Data for the task >>
________

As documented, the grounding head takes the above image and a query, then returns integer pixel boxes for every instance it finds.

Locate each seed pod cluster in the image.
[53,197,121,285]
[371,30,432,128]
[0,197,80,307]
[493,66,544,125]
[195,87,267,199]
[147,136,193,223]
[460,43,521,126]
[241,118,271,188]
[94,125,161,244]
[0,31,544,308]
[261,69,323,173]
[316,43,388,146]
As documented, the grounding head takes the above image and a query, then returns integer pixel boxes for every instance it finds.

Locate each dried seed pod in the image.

________

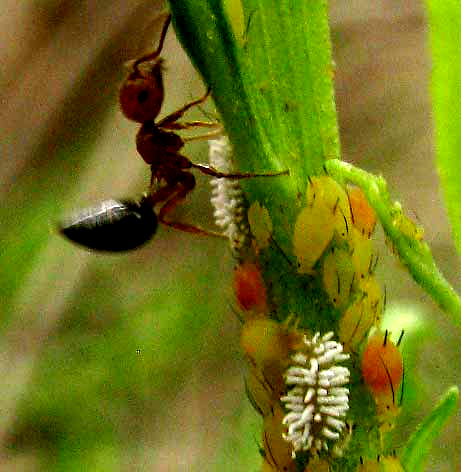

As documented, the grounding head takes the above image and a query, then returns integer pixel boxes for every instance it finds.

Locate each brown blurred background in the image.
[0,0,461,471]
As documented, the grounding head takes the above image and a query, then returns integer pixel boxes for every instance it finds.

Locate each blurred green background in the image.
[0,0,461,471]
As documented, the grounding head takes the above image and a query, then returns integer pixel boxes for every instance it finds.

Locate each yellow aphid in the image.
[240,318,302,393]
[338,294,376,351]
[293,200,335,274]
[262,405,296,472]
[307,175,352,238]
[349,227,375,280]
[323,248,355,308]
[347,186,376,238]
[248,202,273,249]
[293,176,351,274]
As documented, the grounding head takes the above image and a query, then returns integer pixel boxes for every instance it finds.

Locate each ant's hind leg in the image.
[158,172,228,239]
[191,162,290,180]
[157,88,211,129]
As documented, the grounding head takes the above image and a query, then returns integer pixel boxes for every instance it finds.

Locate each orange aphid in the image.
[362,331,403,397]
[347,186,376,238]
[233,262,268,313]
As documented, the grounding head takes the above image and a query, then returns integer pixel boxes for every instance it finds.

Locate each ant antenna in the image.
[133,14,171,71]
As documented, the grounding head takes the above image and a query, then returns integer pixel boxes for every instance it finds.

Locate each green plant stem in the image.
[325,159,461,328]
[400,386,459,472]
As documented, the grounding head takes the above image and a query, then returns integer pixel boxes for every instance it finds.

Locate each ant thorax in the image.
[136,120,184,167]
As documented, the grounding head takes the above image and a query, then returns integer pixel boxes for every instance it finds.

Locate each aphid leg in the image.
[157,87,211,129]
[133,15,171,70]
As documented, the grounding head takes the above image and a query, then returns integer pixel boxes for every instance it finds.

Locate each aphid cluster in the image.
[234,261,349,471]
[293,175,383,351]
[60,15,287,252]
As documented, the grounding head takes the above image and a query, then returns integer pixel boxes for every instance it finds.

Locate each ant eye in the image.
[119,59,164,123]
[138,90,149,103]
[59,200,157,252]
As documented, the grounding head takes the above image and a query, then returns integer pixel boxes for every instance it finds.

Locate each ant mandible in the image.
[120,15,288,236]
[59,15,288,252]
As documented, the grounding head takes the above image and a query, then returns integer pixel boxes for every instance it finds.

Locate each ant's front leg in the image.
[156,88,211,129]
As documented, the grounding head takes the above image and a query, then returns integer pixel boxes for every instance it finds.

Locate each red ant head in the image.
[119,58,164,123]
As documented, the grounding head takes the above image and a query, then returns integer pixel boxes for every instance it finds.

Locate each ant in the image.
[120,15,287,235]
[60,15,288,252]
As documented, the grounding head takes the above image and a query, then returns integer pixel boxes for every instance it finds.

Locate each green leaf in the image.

________

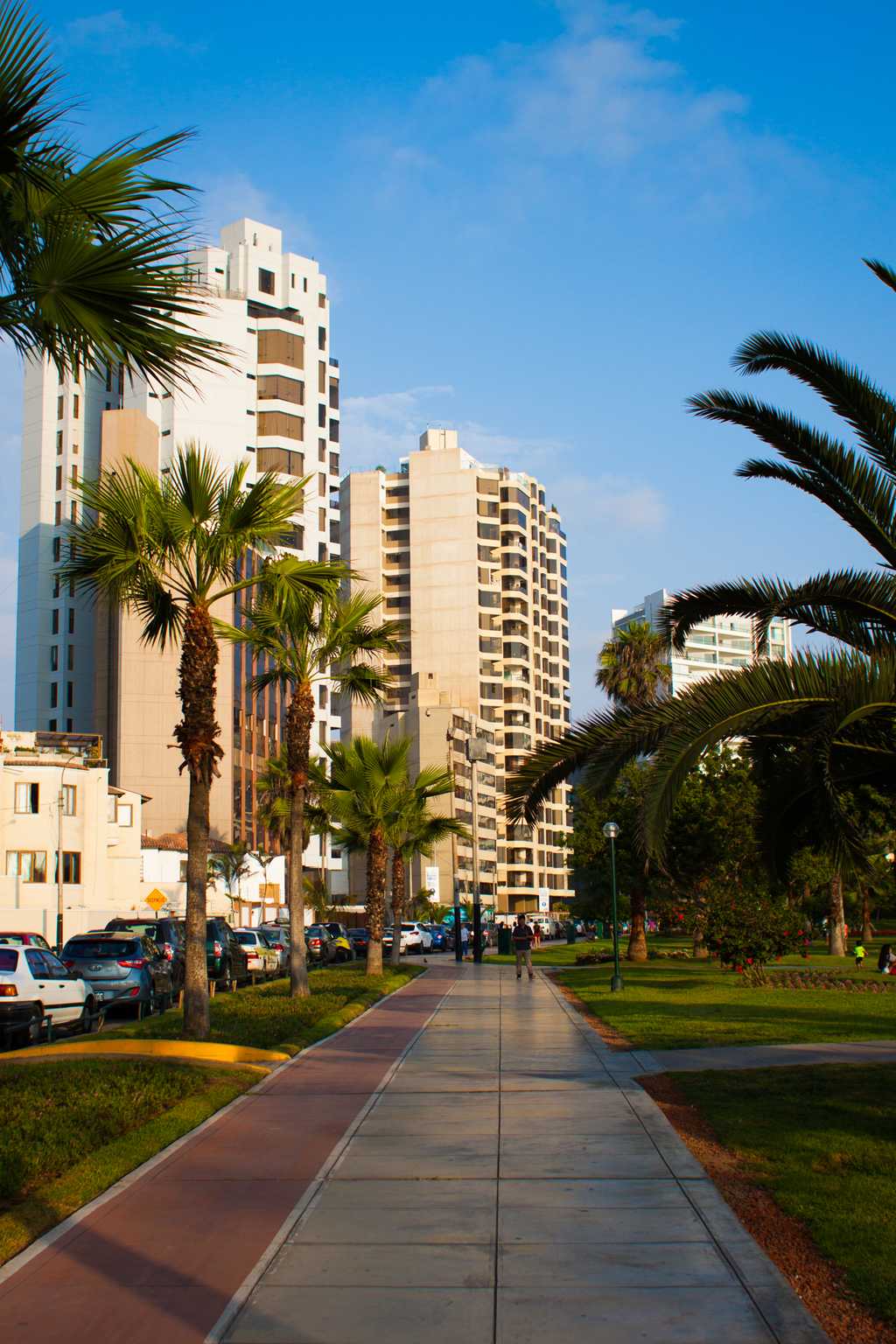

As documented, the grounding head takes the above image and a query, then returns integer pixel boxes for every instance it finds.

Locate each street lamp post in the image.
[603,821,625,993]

________

Exercise brief >> Count how many lines of the records above contain the string "cluster". Reply with the number alone.

Response below >> 2